# Struggles and Support > Inspiration and Success >  >  I'm going on a trip

## nothing

I have one friend in Michigan and I'm going to go visit. I hate the TSA, I think they engage in disgusting security theatre that destroys freedom and only makes complete idiots feel safe, but [BEEP] it, I'm going.

I think I'll get a ticket for Sept 3rd, I'm going to just go. My friend and his wife know all about me and don't expect me to be entertaining, so that's good.

I don't want to sit here anymore and die, I'll definitely kill myself if I keep sitting here and dwelling on my shitty misery, so I'm going to swallow all the intense anxiety about this trip and just GO.

I don't know how it will be, but I'm doing it anyway.

----------


## Chantellabella

> I have one friend in Michigan and I'm going to go visit. I hate the TSA, I think they engage in disgusting security theatre that destroys freedom and only makes complete idiots feel safe, but [BEEP] it, I'm going.
> 
> I think I'll get a ticket for Sept 3rd, I'm going to just go. My friend and his wife know all about me and don't expect me to be entertaining, so that's good.
> 
> I don't want to sit here anymore and die, I'll definitely kill myself if I keep sitting here and dwelling on my shitty misery, so I'm going to swallow all the intense anxiety about this trip and just GO.
> 
> I don't know how it will be, but I'm doing it anyway.



It sounds like you're thinking in healthy terms, which is awesome! A trip may help bring new perspectives. I know I always get inspired when I travel.

Stored items from a collection:

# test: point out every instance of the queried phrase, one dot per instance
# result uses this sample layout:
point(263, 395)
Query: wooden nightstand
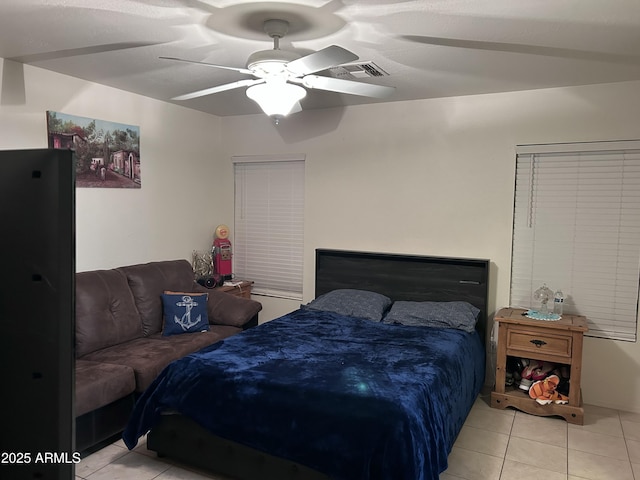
point(557, 342)
point(243, 289)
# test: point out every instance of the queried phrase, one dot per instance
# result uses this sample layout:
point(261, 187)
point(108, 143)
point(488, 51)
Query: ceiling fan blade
point(526, 49)
point(72, 52)
point(235, 69)
point(321, 60)
point(346, 86)
point(219, 88)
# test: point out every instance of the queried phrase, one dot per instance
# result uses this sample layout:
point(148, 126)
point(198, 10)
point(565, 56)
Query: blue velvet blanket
point(348, 397)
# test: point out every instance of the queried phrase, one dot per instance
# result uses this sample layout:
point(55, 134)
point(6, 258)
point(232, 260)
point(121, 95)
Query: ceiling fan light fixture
point(276, 98)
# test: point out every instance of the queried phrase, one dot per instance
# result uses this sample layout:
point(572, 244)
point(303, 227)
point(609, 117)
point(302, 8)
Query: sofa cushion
point(146, 357)
point(99, 384)
point(105, 311)
point(148, 281)
point(192, 342)
point(227, 309)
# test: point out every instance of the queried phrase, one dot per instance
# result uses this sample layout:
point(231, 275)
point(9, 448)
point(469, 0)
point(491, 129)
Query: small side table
point(241, 288)
point(552, 341)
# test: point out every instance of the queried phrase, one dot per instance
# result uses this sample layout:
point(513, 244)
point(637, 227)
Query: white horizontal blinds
point(269, 226)
point(577, 228)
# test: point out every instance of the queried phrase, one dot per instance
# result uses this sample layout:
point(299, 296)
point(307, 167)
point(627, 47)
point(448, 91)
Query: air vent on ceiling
point(350, 71)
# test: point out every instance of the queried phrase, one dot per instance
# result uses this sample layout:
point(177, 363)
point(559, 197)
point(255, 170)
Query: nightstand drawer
point(539, 342)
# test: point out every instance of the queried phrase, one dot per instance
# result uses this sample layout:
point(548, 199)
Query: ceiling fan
point(280, 75)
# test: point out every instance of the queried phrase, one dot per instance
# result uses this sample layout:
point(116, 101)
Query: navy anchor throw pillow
point(184, 313)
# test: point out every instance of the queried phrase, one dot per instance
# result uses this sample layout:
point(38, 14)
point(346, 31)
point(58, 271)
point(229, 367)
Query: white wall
point(436, 177)
point(175, 211)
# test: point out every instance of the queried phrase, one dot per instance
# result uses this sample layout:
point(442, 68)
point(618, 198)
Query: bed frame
point(400, 277)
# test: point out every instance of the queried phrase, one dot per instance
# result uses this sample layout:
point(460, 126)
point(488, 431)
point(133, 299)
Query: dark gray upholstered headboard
point(406, 277)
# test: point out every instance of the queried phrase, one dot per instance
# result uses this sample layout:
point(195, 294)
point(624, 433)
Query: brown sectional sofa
point(119, 344)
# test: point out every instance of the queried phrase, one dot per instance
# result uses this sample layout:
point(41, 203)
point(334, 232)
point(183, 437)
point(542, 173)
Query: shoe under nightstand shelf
point(557, 342)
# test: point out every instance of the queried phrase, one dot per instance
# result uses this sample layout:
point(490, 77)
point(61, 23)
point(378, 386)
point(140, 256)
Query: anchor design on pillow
point(186, 322)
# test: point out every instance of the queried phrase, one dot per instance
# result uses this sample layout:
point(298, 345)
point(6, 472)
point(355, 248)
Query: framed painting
point(107, 153)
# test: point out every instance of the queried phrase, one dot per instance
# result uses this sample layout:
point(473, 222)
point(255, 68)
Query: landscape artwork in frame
point(107, 153)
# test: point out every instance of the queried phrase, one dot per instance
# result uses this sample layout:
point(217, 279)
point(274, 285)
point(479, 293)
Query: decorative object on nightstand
point(543, 295)
point(558, 342)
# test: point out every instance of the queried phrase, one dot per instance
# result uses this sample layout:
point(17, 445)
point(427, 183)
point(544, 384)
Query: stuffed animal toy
point(544, 391)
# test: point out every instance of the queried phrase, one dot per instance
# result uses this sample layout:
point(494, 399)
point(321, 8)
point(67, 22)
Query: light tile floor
point(493, 445)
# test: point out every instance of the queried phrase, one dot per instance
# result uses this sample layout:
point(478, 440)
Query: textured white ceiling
point(430, 48)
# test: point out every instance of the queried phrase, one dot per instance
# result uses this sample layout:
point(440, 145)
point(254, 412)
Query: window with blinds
point(269, 223)
point(577, 229)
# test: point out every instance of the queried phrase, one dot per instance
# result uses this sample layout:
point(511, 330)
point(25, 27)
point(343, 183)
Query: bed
point(322, 393)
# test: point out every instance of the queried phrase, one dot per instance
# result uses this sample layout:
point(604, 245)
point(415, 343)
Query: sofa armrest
point(226, 309)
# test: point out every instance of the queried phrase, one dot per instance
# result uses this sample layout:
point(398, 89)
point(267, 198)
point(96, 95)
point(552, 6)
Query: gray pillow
point(353, 303)
point(460, 315)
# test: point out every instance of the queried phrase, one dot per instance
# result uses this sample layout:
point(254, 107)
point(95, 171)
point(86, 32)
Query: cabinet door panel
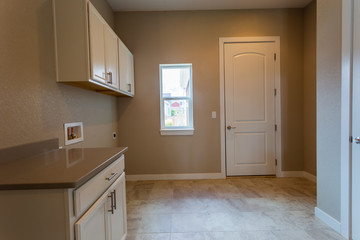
point(97, 45)
point(130, 74)
point(111, 57)
point(123, 66)
point(117, 223)
point(94, 224)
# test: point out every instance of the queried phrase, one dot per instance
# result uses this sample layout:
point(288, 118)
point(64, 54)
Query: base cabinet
point(106, 219)
point(94, 211)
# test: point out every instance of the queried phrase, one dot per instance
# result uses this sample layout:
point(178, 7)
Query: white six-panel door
point(250, 108)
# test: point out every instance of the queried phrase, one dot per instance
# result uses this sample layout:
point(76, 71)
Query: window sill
point(184, 131)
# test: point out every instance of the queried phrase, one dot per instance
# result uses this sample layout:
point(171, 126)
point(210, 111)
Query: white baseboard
point(326, 218)
point(291, 174)
point(298, 174)
point(186, 176)
point(309, 176)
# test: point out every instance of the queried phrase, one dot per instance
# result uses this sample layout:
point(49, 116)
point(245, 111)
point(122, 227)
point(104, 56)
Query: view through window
point(176, 96)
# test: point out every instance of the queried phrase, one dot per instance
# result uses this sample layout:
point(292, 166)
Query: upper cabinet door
point(97, 45)
point(126, 67)
point(111, 57)
point(130, 74)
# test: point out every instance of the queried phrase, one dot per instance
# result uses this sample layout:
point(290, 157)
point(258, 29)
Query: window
point(176, 101)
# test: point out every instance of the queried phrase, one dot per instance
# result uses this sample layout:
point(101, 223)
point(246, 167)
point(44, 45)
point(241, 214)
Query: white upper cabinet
point(87, 50)
point(111, 57)
point(97, 45)
point(126, 67)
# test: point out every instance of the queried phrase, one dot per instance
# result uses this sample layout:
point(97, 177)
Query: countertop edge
point(65, 185)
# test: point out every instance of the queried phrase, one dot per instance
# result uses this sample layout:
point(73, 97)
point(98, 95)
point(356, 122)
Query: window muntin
point(176, 97)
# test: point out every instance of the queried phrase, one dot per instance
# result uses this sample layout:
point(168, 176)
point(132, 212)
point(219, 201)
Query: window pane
point(175, 82)
point(176, 113)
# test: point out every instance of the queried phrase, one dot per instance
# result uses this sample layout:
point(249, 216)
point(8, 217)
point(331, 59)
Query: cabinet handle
point(109, 77)
point(111, 176)
point(100, 77)
point(112, 203)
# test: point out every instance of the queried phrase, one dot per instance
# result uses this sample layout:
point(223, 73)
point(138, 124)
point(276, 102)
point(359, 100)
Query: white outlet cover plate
point(79, 139)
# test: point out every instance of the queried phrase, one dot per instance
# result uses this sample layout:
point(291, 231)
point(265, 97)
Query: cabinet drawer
point(88, 193)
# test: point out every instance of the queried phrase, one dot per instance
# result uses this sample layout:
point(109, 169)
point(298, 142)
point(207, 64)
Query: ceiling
point(179, 5)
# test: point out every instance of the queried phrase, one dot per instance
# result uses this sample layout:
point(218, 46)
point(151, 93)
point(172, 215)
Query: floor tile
point(244, 208)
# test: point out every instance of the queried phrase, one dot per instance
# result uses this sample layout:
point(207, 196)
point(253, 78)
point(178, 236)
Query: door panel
point(245, 153)
point(356, 126)
point(250, 108)
point(249, 100)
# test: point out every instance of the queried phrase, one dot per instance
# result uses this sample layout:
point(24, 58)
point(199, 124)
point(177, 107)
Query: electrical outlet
point(73, 133)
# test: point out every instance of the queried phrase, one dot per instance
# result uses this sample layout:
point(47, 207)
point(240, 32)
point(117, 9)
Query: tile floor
point(251, 208)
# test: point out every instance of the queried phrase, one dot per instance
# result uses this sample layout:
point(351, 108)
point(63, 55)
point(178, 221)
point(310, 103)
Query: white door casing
point(355, 221)
point(249, 76)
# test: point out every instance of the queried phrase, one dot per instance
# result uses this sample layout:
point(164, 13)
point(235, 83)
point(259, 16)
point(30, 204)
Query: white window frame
point(164, 130)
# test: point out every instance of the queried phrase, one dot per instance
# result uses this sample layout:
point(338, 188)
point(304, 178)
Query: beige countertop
point(60, 168)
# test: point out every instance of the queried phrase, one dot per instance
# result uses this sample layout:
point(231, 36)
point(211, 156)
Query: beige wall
point(192, 37)
point(328, 106)
point(33, 106)
point(310, 88)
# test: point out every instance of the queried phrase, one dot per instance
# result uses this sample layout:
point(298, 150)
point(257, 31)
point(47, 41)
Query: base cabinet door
point(94, 224)
point(117, 223)
point(106, 218)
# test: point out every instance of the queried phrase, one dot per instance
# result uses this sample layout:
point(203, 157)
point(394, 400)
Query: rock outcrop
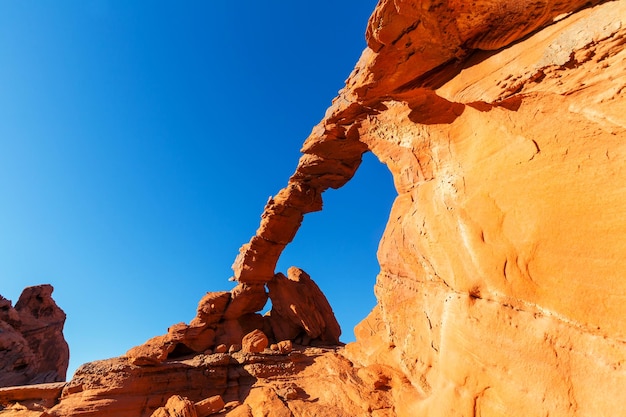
point(502, 289)
point(32, 347)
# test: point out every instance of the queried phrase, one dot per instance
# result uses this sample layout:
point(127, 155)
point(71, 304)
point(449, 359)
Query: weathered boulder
point(176, 406)
point(32, 347)
point(298, 305)
point(254, 342)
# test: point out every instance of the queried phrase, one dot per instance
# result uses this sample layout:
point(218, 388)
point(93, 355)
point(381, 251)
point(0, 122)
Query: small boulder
point(209, 406)
point(254, 342)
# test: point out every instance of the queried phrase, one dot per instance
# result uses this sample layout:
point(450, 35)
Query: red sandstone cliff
point(502, 289)
point(32, 347)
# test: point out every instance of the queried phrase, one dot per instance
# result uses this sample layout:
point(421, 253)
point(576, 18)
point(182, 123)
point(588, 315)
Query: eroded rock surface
point(32, 347)
point(502, 289)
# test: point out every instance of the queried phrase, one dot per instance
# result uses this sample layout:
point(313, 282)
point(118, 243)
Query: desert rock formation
point(32, 347)
point(502, 289)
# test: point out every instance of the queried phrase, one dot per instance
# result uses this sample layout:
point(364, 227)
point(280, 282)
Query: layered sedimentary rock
point(32, 347)
point(502, 289)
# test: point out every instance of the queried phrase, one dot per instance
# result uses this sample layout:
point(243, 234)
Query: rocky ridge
point(32, 347)
point(501, 287)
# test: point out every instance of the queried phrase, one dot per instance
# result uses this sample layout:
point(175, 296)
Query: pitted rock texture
point(32, 347)
point(502, 289)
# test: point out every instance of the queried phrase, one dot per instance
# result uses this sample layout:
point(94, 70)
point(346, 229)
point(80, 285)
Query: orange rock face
point(502, 289)
point(32, 347)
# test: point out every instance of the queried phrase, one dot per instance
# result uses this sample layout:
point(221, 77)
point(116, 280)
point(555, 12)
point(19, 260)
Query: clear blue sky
point(139, 142)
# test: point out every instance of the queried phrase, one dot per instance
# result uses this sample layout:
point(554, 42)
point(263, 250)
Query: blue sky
point(139, 142)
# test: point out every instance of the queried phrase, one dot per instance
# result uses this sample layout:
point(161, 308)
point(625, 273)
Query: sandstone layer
point(501, 290)
point(32, 347)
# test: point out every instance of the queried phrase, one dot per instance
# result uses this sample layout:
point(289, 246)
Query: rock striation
point(502, 289)
point(32, 347)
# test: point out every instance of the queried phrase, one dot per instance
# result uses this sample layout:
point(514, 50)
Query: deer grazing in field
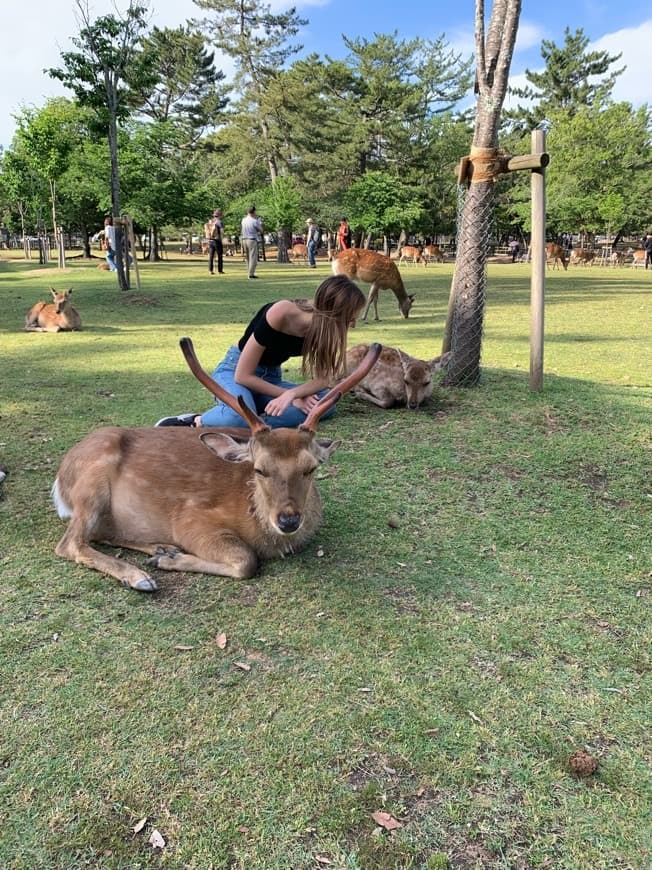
point(60, 315)
point(582, 256)
point(409, 254)
point(432, 254)
point(208, 500)
point(556, 254)
point(397, 378)
point(378, 270)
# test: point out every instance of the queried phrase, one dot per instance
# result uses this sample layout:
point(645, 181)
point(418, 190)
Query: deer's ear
point(323, 448)
point(441, 362)
point(226, 446)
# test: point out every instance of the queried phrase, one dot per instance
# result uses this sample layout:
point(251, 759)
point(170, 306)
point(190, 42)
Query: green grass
point(442, 670)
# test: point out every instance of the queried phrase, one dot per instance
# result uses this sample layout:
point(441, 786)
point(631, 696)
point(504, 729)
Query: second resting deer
point(397, 378)
point(60, 315)
point(378, 270)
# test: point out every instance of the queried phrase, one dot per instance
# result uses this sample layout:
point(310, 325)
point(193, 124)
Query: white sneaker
point(180, 420)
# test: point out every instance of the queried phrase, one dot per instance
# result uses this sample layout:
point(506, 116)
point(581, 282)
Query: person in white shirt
point(252, 228)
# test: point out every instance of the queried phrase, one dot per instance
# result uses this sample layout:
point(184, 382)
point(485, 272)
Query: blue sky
point(34, 35)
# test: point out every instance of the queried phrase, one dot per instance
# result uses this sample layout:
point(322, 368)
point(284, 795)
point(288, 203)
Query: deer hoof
point(145, 584)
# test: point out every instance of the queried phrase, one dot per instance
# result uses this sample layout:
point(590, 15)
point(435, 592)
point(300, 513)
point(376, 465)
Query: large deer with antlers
point(368, 266)
point(209, 500)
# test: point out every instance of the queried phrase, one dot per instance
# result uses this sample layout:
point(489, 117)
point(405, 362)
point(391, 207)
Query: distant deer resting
point(397, 378)
point(378, 270)
point(57, 316)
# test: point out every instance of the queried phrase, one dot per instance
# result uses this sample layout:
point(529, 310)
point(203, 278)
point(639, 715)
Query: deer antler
point(238, 405)
point(346, 384)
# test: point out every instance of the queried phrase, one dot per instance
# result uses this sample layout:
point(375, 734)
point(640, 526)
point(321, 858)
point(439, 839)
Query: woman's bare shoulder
point(283, 314)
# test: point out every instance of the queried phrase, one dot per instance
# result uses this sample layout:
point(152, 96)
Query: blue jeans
point(312, 247)
point(222, 415)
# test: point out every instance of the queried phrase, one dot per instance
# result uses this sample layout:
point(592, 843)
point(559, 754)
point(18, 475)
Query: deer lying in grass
point(195, 500)
point(299, 252)
point(377, 269)
point(60, 315)
point(397, 378)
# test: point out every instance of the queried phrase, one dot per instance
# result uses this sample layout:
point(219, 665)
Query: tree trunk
point(115, 195)
point(466, 309)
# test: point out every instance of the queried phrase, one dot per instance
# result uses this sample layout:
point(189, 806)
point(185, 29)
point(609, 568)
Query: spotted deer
point(397, 378)
point(378, 270)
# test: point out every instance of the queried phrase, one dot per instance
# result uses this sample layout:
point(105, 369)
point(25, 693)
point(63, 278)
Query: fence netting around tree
point(475, 220)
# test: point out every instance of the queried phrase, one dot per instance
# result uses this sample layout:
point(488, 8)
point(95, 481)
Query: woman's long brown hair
point(337, 302)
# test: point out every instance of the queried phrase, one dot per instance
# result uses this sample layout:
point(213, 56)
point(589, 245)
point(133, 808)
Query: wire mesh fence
point(475, 218)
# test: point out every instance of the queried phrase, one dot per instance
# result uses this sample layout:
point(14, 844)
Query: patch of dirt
point(404, 599)
point(137, 298)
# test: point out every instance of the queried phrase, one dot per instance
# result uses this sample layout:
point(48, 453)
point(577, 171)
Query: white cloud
point(635, 84)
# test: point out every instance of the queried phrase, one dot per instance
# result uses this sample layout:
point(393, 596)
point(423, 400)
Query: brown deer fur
point(194, 499)
point(432, 254)
point(555, 254)
point(299, 252)
point(409, 253)
point(57, 316)
point(397, 378)
point(378, 270)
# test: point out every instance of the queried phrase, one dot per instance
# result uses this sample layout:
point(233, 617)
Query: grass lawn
point(473, 610)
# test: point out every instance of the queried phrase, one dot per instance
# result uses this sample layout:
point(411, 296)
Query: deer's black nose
point(289, 523)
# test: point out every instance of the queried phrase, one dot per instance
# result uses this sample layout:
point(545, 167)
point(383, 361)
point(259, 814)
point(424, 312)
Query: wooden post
point(129, 227)
point(61, 248)
point(538, 264)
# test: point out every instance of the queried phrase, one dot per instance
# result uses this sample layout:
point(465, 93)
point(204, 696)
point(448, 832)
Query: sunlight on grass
point(473, 610)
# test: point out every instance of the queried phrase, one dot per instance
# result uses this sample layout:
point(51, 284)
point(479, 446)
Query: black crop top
point(279, 346)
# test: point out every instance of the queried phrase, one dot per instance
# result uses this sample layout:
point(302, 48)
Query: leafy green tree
point(573, 77)
point(108, 53)
point(47, 137)
point(380, 204)
point(258, 41)
point(189, 89)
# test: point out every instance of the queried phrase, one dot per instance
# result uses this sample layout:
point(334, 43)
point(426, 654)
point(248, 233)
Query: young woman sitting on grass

**WRITTEN INSTRUCTION 1**
In the forum thread about the trip, what date does the first poster plan to buy a ticket for?
**WRITTEN INSTRUCTION 2**
Continue the forum thread about the trip from the point where it stops.

**TASK RESULT 1**
September 3rd.

**TASK RESULT 2**
----------


## nothing

> It sounds like you're thinking in healthy terms, which is awesome! A trip may help bring new perspectives. I know I always get inspired when I travel.



Yeah, I'm realizing a few things. If I don't care if I live or die, then why not go on this trip? What's the worst that can happen? Could I die? Possibly, but I don't fear the sweet release of death anymore so whatever, I'm just going to do it.

----------


## Chantellabella

> Yeah, I'm realizing a few things. If I don't care if I live or die, then why not go on this trip? What's the worst that can happen? Could I die? Possibly, but I don't fear the sweet release of death anymore so whatever, I'm just going to do it.



You might be surprised that the adventure will invigorate you. I worry too on airplane trips and long car trips, but the positive always outweigh the negative anxiety.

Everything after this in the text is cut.